● **Selected excerpt**:
»»
The Kate Middleton topless photos are the grossest invasion of privacy

If you buy into the worst kind of paparazzi antics, you are throwing away your own privacy too.

The royal boobs have apparently been seen. It might seem comical, or silly, or daft, a discussion that prompts sniggering and adolescent chortles. But with every fresh photo set there's a testing of boundaries going on and a new stripping away of privacy - not just of celebrities, but of all of us.

I haven't seen the photos. Why would I want to? Many media commentators have begun their discussion with a sadfaced confession: Yes, I have seen the royal breasts, I forced myself through professional necessity to look at them, like a surgeon inspecting a bundle of diseased organs.

Well no, not me. I have no interest in seeing sneaked photos of someone in private - the photographs of Kate were apparently taken while she and William were on holiday at Viscount Linley's chateau in France. Now, I don't go round on Weston Beach, say, gawping at other people's bodies, so why should I do so at home? If someone wants to walk around in their pants, so what? It's no business of mine. Let them live their lives.

Imagine walking around with a normal pocket camera, asking to take photos of someone on the beach. You wouldn't. Because you'd feel like a pervert. Because you would be. Add on a long lens and a hide, though, and suddenly this behaviour somehow becomes acceptable - acceptable enough for a magazine to pay for your dirty photos.

It's a slightly different situation from the Prince Harry pictures. He, the dozy fool, was mucking about in a Las Vegas suite the size of Blackpool, and got snapped by an onlooker. He, the buffoon (sorry, I mean the Brave Boy Battling the Taliban, having entirely coincidentally gone on a PR-boosting tour of duty since) may have been in a private space, but wasn't exactly acting in a way that didn't attract attention.

Kate, on the other hand, is not being drunk, not partying, not mucking about, but just standing there, I'm led to believe. What justification can there be for that? We all know human beings have holidays. This Kate incident has all the nasty hallmarks of the worst excesses of the paparazzi: the sneaking in bushes, the enormous long lenses, the grainy photos, the popular trashy press lapping it up.

Lapped up in France, at least. Closer magazine proudly declared that William and Kate were alone on a romantic holiday: "Well, almost. Closer was there!" Can you imagine a British magazine using such a jolly tone, post Diana?
««
● **Problems to work on**:
- 1) Condense the paragraph beginning "Imagine walking around with a normal pocket camera" in the column on the Kate Middleton photos into two sentences that keep its main facts.
- 2) Proceed with the column on the Kate Middleton photos by writing the paragraph that follows its final sentence.

● **Extracted material**:
»»
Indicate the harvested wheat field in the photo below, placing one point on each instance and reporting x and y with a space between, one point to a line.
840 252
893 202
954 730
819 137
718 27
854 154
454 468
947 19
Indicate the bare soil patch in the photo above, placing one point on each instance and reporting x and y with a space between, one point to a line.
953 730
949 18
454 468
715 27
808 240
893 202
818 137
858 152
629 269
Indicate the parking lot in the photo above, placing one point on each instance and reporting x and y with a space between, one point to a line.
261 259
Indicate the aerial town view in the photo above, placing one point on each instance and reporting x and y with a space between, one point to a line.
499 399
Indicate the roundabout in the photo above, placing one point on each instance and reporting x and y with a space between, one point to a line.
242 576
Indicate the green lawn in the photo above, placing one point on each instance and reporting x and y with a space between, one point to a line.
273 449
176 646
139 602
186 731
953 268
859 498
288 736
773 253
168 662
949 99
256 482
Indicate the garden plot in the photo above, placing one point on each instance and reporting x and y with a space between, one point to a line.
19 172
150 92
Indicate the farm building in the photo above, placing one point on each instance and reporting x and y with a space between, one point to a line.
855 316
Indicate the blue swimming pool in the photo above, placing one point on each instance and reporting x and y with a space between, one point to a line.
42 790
««
»»
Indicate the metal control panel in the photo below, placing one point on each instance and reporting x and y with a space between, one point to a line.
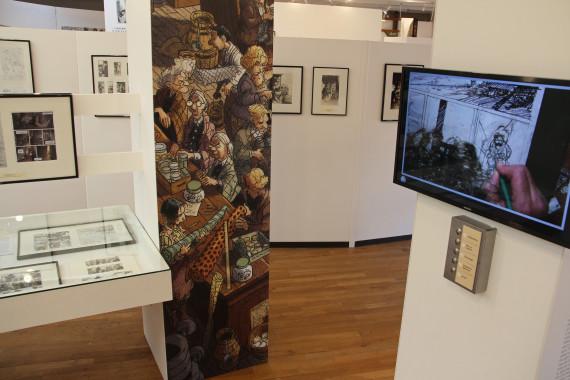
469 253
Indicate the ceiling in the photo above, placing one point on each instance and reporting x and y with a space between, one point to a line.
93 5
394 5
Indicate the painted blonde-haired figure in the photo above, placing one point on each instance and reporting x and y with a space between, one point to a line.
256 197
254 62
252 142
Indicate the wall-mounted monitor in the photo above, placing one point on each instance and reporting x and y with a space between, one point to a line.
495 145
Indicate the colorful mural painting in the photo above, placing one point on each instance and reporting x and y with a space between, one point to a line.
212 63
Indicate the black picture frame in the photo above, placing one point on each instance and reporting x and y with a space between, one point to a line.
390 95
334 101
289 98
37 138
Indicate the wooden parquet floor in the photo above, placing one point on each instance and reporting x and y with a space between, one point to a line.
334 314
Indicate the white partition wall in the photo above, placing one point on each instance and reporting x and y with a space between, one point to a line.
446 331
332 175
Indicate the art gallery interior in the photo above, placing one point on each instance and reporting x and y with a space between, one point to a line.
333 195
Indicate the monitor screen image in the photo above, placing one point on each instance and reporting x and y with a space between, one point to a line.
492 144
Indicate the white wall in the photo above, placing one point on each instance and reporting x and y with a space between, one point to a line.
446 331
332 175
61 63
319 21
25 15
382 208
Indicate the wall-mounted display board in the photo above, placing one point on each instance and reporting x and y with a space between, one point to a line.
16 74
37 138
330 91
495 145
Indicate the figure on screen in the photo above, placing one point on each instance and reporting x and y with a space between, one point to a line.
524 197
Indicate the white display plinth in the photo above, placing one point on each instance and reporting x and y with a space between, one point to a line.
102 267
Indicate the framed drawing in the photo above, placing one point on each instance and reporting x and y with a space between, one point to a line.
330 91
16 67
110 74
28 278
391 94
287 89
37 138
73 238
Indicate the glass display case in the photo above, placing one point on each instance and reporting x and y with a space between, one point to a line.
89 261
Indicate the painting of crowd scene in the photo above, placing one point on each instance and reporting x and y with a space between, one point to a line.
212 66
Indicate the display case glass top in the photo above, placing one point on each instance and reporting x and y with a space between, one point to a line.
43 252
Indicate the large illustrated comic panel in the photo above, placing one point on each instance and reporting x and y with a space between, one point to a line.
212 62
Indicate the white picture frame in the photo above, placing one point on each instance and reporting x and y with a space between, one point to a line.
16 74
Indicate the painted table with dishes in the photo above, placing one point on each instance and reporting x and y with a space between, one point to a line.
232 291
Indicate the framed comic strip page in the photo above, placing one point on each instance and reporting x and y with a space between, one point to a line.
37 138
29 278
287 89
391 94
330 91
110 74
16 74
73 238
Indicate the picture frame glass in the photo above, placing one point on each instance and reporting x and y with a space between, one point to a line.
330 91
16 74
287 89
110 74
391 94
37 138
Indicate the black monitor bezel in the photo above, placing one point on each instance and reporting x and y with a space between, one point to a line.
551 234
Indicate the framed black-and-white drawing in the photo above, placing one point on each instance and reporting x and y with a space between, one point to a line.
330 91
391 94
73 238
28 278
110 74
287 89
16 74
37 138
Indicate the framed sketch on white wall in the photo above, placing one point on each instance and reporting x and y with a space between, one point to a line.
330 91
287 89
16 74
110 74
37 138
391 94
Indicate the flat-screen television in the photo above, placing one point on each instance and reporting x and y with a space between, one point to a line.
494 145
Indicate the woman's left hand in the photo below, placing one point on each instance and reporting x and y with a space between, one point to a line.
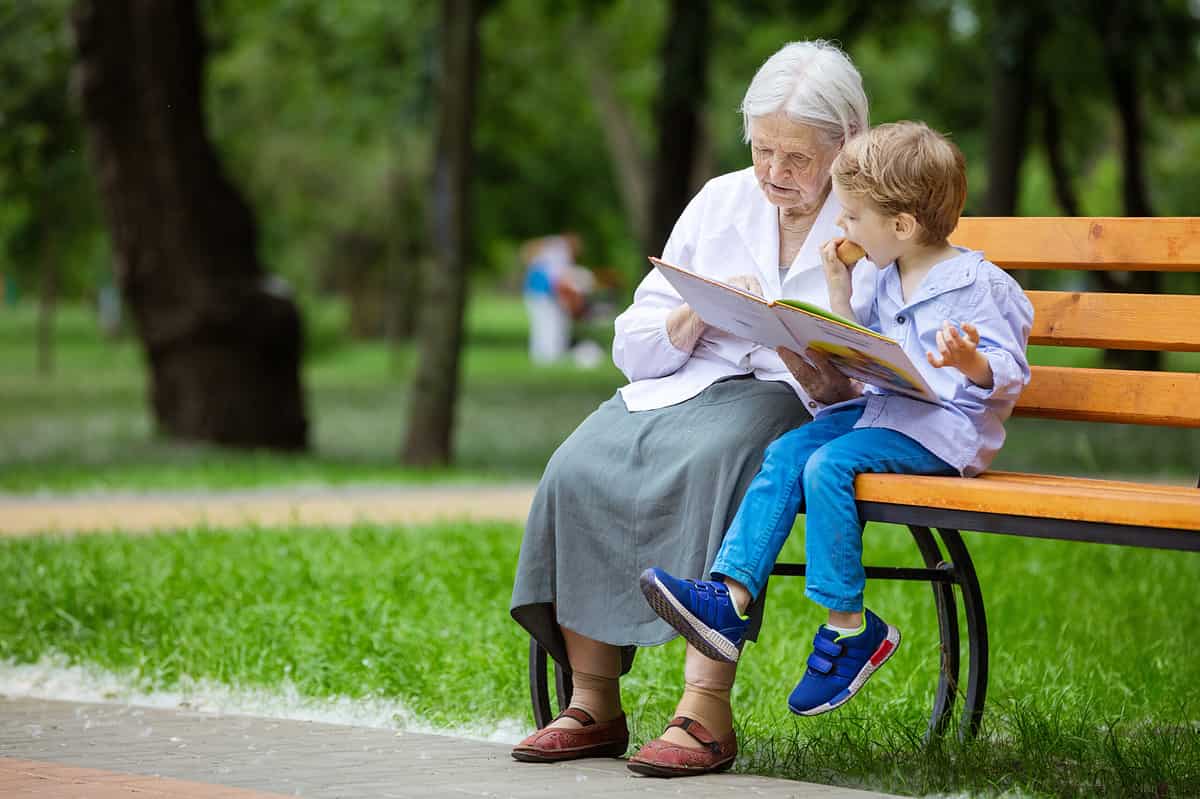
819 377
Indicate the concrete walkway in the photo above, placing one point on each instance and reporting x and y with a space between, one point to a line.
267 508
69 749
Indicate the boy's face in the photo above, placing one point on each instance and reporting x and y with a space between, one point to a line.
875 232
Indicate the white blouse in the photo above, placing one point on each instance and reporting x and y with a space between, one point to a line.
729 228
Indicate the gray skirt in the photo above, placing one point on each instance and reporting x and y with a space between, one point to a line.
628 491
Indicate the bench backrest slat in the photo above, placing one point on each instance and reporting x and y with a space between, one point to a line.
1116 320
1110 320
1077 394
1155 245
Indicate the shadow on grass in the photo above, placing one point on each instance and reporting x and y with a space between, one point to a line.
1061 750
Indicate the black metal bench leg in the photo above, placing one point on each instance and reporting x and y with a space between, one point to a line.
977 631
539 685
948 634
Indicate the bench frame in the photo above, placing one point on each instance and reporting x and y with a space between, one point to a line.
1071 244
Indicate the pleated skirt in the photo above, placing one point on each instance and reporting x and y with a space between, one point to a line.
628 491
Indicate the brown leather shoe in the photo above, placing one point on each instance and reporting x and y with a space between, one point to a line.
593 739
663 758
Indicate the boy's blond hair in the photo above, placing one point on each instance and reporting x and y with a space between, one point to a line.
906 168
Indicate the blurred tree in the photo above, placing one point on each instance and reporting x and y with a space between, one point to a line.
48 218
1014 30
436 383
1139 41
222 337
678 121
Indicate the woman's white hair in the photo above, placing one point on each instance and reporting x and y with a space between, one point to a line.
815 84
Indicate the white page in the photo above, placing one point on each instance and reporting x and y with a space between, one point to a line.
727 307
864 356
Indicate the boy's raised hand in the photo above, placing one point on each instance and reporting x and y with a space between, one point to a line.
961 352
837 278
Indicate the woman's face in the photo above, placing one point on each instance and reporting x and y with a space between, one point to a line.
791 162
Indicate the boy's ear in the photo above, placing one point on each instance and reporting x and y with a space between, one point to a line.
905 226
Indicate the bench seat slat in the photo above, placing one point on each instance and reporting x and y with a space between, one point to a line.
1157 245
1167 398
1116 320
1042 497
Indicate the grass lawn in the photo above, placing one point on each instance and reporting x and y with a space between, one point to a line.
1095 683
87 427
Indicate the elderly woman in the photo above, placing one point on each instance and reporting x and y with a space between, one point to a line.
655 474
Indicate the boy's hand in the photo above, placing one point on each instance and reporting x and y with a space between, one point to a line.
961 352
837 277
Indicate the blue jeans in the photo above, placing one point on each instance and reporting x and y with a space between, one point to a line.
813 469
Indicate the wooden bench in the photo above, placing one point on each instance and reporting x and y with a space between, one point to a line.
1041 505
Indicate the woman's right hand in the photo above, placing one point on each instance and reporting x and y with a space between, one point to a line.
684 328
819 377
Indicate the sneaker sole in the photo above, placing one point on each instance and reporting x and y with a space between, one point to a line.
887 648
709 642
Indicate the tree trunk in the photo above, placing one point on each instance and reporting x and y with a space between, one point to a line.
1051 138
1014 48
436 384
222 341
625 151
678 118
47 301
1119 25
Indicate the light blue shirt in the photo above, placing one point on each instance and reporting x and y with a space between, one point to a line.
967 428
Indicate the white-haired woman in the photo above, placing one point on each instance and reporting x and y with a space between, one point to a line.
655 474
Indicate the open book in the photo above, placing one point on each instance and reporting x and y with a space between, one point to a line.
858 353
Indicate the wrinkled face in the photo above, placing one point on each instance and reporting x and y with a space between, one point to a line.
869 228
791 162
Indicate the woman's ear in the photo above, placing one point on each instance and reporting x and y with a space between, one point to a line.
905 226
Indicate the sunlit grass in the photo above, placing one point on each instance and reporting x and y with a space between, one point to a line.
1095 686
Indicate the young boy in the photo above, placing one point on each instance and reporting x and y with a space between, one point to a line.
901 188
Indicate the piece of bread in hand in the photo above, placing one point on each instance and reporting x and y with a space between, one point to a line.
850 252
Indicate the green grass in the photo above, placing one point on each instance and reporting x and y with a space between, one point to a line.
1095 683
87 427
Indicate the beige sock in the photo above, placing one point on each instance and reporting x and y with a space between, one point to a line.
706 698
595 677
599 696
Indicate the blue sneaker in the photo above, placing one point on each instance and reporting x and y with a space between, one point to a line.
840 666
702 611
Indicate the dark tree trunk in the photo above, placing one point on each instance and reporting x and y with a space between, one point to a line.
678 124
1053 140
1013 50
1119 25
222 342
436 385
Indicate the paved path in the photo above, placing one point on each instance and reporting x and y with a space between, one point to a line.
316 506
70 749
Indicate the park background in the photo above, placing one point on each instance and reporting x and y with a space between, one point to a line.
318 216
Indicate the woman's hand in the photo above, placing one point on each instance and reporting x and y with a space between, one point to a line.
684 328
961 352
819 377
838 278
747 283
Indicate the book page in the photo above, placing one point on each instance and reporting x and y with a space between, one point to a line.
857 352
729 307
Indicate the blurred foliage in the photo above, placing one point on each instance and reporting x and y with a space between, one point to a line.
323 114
««
»»
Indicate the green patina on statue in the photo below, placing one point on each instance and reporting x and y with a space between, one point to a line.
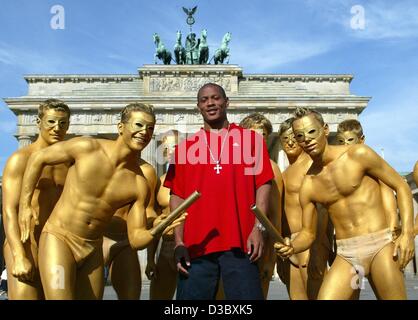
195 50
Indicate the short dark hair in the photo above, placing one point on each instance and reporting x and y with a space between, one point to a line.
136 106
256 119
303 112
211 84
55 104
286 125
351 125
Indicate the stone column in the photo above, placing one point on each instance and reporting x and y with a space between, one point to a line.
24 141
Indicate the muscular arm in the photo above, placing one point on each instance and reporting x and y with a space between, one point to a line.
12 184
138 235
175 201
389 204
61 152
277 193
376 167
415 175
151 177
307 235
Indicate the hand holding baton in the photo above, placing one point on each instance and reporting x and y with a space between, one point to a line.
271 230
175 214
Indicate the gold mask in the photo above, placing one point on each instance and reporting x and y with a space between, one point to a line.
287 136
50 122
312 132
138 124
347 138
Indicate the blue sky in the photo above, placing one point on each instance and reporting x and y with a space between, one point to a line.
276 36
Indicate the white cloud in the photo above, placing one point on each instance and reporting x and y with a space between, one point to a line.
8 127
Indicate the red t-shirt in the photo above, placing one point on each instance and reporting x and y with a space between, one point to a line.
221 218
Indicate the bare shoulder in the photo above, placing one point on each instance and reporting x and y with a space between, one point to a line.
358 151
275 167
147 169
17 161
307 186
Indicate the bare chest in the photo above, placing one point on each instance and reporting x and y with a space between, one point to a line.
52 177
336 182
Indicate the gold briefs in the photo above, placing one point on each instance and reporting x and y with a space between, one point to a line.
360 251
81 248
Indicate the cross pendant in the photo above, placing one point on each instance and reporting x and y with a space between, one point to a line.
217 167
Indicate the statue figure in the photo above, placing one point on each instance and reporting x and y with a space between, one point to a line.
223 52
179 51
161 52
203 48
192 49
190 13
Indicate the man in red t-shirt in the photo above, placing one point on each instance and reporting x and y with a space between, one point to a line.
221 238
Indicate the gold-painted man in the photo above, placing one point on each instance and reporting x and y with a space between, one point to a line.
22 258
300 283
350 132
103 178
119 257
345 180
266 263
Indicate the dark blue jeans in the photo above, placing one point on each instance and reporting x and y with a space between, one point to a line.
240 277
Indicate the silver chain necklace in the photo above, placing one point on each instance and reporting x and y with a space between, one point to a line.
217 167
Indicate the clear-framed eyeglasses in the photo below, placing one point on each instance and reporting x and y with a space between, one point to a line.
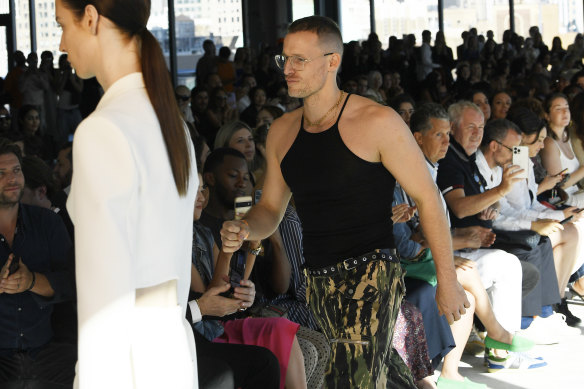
««
● **Task-by-task outputs**:
- 1) No one would ask to photograph a stranger on the beach with an ordinary pocket camera, because doing so would feel perverted and would in fact be so. Add a long lens and a hide, however, and the same behavior somehow becomes acceptable, acceptable enough for a magazine to pay for the resulting dirty photos.

- 2)
In Britain, the dead-tree press have voluntarily agreed not to print photos of Kate other than at public engagements - not as a sop to the chilling effects of nasty Brian Leveson, by the way, but to keep things sweet with Buckingham Palace. So this is another example of national borders and old media being pretty meaningless when it comes to breaking stories.

For once, our press will be doing the right thing, though not just because it's the right thing to do. There's no public interest. There is no value other than curiosity and prurience. There is no reason for anyone to see those photos, which are a huge violation of privacy.

But how many of us are going to have a sneaky look at the photos? That's the telling factor. Searches for "Kate Middleton t*pless photos" are probably soaring into the stratosphere as I write this. People want to see. How soon before the lines get blurred again between "things people want to see" and "things which are genuinely in the public interest"? We may all claim the moral high ground, but how many of us can resist the temptation?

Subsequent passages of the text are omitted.